Entries supplied:
/---

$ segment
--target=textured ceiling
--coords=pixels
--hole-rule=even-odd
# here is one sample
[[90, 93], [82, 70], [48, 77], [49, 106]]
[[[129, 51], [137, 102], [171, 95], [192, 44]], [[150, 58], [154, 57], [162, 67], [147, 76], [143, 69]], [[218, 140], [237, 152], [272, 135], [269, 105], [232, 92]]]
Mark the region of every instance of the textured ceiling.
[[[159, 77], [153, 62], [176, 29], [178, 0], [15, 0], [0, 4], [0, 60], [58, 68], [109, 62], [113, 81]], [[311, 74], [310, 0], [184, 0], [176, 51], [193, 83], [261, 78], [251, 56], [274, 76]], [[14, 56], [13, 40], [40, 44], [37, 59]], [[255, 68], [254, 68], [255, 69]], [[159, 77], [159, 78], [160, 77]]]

\---

Problem requirements: Rewrite the entries above, substituting "stucco ceiling" for every occurrence of "textured ceiling" and leaving everything else as it is.

Answer below:
$ segment
--target=stucco ceiling
--coords=pixels
--hole-rule=even-odd
# here is one sample
[[90, 93], [82, 70], [48, 77], [49, 106]]
[[[129, 51], [137, 102], [171, 95], [192, 44]], [[150, 58], [154, 57], [162, 67], [147, 76], [143, 69]], [[218, 140], [237, 152], [272, 135], [269, 105], [232, 92]]]
Mark the region of every instance of the stucco ceiling.
[[[159, 77], [153, 62], [176, 29], [178, 0], [15, 0], [0, 4], [0, 60], [58, 68], [109, 62], [113, 81]], [[311, 74], [310, 0], [184, 0], [176, 51], [193, 83], [261, 78], [251, 56], [274, 76]], [[14, 56], [13, 40], [40, 44], [37, 59]], [[255, 68], [254, 68], [255, 69]], [[159, 77], [159, 78], [160, 77]]]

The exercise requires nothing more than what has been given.